#### [Görev]
Albüm incelemesindeki "Bu albümde sanatçı sessizlikte şiddeti ve belirginliği artan küçük sesler üzerinde yoğunlaşıyor." cümlesini İngilizceye çevirin.

#### [Verilen alıntı]
2010’lardan Albümler #41

Albüm İncelemeleri

Modern Müzik Tarihinden 250 Albüm kitabıyla 19. yüzyıl sonundan günümüze kadar gelen süreçte modern müziğin öyküsünü, albümlerden örneklerle okuyucuya sunan müzisyen ve müzik yazarı Mustafa Şardan, 2010-2019 yılları arasında yayınlanmış hip-hop’tan punk’a, elektronikten indie’ye farklı türleri içinde barındıran, unutulmayan albümleri birbabaindie.com okuyucuları için derliyor.

Her çarşamba, 2010’lardan Albümler ismiyle yayınlanan seride ilk albüm incelemesi 2010-2015, ikinci inceleme ise 2015-2019 yılları arasında yayınlanmış albümler arasından seçiliyor.


NICOLAS JAAR – SPACE IS ONLY NOISE (14 ŞUBAT 2011)

Albüm kapak çalışması: Dünyaca bilinen enstalasyon sanatçısı, aynı zamanda Nicolás Jaar’ın babası Alfredo Jaar’ın Batı ve Doğu Berlin arasındaki çorak alanda bir New Yorklu bebeği çektiği fotoğraftır. Oğul Jaar albüm üzerinde çalışırken kendini bu fotoğrafa tekrar bakarken bulmuş ve kapak olarak kullanmak istemiştir1 (benim yorumum: Berlin Duvarı’nın yıkıldığı 9 Kasım 1989 ile Batı ve Doğu Almanya’nın birleştiği 3 Ekim 1990 tarihleri arasında bir tarih olan Ocak 1990’da, New York’ta doğan müzisyen resimdeki bebek ile kendini veya üzerinde çalıştığı ilk albümü eşleştirmiş olabilir).

Dave Harrington’ın yer aldığı ikili projesi Darkside’da elektroakustik ile art-pop’u huzur içinde harmanlayan, diğer solo projesi Against All Logic ile house müziğin hareketini ve coşkusunu şaşırtarak sunan Şili kökenli New York’tan elektronik müzik sanatçısı Nicolás Jaar, ruhunda geriye kalan karanlığı ve gizemi de on yılı aşkın süredir kendi adını taşıyan solo albümleriyle dolduruyor. Bunlardan – 2010’larda yaptığı solo albümleri arasında favorim olan – debut’su Space is Only Noise’da çoktan farklı akustik alanlardan beslenerek kendi elektronik dünyasını kurmaya başlamış görünüyor (bahsi geçmişken 2021 yılından bakarken benim için kariyerinin tepe noktasının 2020’de çıkan Cenizas olduğunu söyleyebilirim).

Bu albümde sanatçı sessizlikte şiddeti ve belirginliği artan küçük sesler üzerinde yoğunlaşıyor. Normalde anlaşılmayan detayların değerini fark ederek, bunları büyüterek görünür kılıyor ve vurguluyor. Bu detayları müziğin ana ögeleri haline getirerek dinledikçe daha da keyif veren formlar oluşturuyor. Bu formları oluştururken bir önceki paragrafta sözü geçen çeşitli alanlar ise synthpop’tan trip hop’a, soul’dan pop’a kadar geniş bir yelpazede. Bu alanları ambient, glitch, downtempo gibi elektronik türler içinde yoğuruyor. Buna ek olarak kullandığı sample’lar ve minimal yaklaşım ile sade fakat histerik bir atmosfer yaratan sanatçı, albümün çıktığı New York’taki şubat ayı kadar gri ve kapaktaki ortamın hissettirdiği kadar kasvetli bir evrenin içine sizi atıyor.

#### [Ham satırlar]
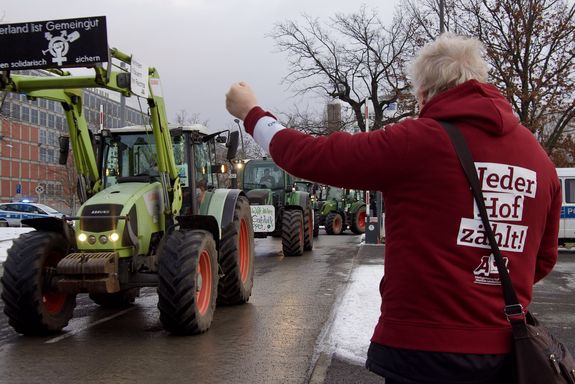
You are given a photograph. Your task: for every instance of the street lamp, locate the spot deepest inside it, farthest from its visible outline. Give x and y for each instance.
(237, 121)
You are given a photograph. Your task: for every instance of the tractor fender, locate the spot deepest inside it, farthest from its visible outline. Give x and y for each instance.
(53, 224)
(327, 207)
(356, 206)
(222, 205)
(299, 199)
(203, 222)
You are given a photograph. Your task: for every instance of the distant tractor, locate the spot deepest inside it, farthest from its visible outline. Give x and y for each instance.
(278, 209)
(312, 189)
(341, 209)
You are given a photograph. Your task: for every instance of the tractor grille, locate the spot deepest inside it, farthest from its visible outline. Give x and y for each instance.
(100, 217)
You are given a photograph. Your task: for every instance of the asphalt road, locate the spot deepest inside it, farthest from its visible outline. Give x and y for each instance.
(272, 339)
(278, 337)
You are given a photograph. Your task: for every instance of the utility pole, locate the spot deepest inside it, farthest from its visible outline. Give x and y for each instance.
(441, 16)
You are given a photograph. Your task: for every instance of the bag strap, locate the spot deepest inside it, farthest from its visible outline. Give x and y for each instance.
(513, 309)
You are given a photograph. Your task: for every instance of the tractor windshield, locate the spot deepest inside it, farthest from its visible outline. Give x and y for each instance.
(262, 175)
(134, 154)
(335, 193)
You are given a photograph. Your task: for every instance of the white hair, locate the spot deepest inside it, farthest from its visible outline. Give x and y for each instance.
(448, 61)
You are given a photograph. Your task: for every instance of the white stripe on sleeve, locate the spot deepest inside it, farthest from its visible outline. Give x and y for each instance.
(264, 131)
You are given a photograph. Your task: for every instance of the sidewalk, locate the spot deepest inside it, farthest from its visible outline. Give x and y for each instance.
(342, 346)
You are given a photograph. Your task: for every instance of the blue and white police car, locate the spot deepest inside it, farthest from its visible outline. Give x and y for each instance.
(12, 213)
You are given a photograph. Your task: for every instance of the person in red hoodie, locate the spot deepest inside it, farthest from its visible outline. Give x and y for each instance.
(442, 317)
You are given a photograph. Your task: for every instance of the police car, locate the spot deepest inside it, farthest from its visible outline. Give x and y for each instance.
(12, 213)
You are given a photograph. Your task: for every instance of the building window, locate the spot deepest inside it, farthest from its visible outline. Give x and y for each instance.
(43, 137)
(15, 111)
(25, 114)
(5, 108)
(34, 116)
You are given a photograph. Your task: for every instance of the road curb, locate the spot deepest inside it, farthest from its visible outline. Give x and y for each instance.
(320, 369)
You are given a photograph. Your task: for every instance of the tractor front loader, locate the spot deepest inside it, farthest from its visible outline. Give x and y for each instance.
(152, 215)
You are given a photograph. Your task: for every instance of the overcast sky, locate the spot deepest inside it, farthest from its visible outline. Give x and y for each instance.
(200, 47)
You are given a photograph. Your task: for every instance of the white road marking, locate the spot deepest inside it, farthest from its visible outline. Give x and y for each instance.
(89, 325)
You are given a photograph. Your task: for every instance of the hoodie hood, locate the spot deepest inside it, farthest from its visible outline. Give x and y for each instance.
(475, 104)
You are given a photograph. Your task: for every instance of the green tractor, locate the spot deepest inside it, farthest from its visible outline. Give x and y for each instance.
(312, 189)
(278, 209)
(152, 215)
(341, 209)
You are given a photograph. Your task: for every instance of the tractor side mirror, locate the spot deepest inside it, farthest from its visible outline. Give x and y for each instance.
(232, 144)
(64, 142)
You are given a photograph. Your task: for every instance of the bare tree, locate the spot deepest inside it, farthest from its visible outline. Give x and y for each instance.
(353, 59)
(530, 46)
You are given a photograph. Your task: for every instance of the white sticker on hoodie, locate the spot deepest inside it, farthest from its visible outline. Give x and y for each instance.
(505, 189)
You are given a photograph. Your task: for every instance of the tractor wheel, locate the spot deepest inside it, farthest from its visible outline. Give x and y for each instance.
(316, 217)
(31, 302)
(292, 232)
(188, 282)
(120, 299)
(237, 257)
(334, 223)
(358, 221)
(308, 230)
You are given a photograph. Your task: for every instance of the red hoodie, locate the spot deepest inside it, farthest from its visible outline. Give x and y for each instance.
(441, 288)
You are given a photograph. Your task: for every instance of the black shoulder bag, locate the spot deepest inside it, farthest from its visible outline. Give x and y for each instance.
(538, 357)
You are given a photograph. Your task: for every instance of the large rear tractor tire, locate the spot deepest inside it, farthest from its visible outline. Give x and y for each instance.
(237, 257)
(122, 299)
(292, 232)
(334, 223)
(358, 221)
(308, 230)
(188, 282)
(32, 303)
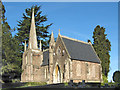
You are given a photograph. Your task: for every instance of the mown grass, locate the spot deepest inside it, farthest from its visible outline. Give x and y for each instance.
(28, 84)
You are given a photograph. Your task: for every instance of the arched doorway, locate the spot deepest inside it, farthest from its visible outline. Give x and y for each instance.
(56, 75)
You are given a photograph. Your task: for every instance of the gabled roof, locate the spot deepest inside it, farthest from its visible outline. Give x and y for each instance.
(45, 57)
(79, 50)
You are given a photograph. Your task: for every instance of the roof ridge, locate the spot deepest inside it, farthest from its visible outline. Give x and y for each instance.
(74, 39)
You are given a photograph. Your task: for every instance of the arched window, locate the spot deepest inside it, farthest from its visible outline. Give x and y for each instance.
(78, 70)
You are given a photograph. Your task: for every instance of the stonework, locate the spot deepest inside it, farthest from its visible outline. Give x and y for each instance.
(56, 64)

#### [Yazılı yanıt]
On this album, the artist focuses on small sounds that grow in intensity and distinctness within silence.